• [WHAT THIS TASK INVOLVES]: Repeat exactly the line that contains "Question. Point out each instance of the long" and every line below it to the end of the material, omitting all others.

• [MATERIAL TO PROCESS]:
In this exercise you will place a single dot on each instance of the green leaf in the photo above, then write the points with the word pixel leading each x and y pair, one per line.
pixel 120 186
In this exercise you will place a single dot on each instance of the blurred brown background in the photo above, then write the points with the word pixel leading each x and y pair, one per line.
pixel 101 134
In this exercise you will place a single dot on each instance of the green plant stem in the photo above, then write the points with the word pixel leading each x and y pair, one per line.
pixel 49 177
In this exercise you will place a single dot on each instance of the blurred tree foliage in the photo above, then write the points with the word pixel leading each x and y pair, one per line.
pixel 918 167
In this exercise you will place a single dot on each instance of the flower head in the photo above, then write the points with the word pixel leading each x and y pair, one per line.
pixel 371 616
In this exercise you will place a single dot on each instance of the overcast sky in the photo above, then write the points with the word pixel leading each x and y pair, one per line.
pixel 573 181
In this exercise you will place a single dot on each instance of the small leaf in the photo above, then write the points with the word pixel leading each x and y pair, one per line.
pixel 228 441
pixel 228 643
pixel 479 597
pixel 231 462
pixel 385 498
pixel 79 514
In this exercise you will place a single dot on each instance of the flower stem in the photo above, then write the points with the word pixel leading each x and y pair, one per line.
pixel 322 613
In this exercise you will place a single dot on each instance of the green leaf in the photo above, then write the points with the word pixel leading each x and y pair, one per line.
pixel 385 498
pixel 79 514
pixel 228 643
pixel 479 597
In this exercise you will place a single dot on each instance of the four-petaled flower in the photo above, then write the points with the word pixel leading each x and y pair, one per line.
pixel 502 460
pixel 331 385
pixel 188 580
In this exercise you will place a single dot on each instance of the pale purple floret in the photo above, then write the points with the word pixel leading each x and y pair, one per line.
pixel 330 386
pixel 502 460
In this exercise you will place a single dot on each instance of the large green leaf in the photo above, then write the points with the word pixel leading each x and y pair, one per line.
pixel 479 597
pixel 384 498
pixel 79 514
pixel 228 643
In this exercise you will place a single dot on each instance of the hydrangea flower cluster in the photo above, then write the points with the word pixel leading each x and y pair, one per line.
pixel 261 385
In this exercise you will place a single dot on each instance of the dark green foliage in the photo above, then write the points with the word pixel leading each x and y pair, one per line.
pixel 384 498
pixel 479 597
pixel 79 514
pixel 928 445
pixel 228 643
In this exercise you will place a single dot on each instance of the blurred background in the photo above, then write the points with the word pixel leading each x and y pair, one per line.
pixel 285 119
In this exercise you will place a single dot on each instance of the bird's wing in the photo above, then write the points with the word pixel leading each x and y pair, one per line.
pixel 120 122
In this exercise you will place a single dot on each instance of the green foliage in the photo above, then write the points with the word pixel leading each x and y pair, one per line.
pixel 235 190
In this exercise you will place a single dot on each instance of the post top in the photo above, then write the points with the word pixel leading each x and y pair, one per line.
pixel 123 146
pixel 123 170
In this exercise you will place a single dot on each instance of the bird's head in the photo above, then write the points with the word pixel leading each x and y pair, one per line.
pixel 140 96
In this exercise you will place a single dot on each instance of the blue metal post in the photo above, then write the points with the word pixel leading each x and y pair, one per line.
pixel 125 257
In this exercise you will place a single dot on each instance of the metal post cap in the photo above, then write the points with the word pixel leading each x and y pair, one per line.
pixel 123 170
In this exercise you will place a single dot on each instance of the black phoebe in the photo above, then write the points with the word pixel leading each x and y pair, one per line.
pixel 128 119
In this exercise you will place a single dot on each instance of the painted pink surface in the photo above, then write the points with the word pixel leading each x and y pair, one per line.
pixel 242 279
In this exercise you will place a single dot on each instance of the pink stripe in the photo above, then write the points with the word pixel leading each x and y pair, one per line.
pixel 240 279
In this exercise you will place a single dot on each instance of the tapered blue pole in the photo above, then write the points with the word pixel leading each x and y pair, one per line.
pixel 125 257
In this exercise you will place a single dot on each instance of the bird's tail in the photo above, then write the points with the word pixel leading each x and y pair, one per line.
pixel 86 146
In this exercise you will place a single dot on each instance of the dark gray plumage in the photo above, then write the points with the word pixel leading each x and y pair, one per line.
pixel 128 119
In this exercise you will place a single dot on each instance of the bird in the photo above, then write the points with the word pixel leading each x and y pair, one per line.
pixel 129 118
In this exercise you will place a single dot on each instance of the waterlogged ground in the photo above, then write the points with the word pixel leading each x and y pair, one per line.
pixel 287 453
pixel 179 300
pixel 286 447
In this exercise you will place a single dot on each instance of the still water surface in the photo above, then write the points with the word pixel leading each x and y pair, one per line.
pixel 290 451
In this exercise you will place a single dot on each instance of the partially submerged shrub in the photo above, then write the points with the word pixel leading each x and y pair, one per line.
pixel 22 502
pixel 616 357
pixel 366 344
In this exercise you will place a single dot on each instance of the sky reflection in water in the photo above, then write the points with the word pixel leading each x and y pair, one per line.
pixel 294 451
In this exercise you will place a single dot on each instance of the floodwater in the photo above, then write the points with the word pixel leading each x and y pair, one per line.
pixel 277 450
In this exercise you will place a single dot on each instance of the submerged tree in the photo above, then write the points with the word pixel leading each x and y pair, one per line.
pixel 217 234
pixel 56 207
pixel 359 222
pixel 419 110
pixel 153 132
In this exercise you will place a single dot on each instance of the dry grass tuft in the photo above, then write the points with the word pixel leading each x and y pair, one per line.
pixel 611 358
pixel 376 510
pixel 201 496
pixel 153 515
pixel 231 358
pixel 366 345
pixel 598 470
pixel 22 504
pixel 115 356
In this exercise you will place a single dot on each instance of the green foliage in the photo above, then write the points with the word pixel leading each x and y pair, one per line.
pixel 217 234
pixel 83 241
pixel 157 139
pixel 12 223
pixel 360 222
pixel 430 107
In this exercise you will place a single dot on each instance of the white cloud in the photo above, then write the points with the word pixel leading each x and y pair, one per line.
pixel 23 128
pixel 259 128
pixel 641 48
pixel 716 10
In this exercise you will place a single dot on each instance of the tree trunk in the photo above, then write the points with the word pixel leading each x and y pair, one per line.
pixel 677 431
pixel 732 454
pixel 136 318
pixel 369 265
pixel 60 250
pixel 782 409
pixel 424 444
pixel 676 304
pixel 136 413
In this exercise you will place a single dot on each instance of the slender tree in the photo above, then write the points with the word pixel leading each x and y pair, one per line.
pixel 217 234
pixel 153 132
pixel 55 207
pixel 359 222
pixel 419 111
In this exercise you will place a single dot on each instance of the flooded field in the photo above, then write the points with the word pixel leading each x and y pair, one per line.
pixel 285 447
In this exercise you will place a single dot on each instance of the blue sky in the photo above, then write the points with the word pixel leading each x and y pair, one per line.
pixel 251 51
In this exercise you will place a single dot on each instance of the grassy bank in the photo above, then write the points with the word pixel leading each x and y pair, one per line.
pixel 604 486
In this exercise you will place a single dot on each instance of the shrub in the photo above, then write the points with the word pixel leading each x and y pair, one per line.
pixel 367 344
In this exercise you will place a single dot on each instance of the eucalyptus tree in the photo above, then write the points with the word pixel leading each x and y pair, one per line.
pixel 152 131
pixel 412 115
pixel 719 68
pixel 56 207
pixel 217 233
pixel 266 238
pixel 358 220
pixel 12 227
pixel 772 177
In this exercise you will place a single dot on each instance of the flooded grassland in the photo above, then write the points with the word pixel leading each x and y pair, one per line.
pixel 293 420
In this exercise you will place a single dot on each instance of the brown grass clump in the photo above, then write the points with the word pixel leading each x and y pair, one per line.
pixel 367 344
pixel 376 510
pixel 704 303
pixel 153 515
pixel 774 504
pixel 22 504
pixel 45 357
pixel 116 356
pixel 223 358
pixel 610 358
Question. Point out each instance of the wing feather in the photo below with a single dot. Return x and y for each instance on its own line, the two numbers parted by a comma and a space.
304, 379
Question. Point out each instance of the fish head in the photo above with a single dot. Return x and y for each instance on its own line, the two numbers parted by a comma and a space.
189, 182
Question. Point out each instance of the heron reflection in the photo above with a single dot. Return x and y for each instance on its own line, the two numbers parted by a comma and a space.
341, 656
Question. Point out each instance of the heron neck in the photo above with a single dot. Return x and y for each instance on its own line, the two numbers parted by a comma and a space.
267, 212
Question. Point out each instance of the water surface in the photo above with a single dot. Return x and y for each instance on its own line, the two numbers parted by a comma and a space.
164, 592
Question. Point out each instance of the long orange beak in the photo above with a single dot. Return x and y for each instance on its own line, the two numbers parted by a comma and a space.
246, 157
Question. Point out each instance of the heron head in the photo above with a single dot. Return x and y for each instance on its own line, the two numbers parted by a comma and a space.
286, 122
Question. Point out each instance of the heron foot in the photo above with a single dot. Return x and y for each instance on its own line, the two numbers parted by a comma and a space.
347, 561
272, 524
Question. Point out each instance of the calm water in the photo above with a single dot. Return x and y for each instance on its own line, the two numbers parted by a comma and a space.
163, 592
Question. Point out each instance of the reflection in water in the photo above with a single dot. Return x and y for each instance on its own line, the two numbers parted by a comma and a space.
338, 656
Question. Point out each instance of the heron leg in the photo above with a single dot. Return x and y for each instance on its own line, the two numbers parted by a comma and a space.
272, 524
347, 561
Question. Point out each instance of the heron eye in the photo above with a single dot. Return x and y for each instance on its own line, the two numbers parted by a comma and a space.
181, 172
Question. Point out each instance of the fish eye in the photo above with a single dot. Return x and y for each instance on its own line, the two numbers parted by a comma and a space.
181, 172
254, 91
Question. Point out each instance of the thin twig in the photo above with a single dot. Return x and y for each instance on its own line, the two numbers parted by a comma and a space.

• [SOLVED PROBLEM]:
Question. Point out each instance of the long orange beak in the photo above with a single dot. Return x and y for each instance on its own line, the two numbers parted by a comma and a space.
246, 157
Question. Point out each instance of the heron head in the photo above with a single dot. Return x and y for each instance on its own line, the two numbers parted by a comma and a space.
286, 122
Question. Point out each instance of the heron foot in the photo above with a single dot. Return x and y for each instance on its own line, the two numbers parted by a comma and a space.
347, 561
272, 524
Question. Point out each instance of the calm water in the photo above with a single dot. Return x and y for each instance on its own line, the two numbers parted by a comma and a space.
163, 592
Question. Point out each instance of the reflection in water in the photo above with a single dot. Return x and y for each instance on its own line, the two numbers parted by a comma and a space.
338, 656
Question. Point out each instance of the heron leg in the photo above with a single dot. Return x and y for each instance on its own line, the two numbers parted by a comma and a space.
272, 524
347, 561
Question. Point out each instance of the heron eye in the photo above with a single dot. Return x and y for each instance on its own line, the two numbers parted by a comma and a space.
181, 172
Question. Point out each instance of the fish eye in the photo above with a single dot. Return x and y for each instance on its own line, the two numbers parted by a comma and a space.
181, 172
254, 91
Question. Point out each instance of the thin twig in the photo above with a single dot. Return x and y for each instance on its own line, the two numbers parted by a comma and a space.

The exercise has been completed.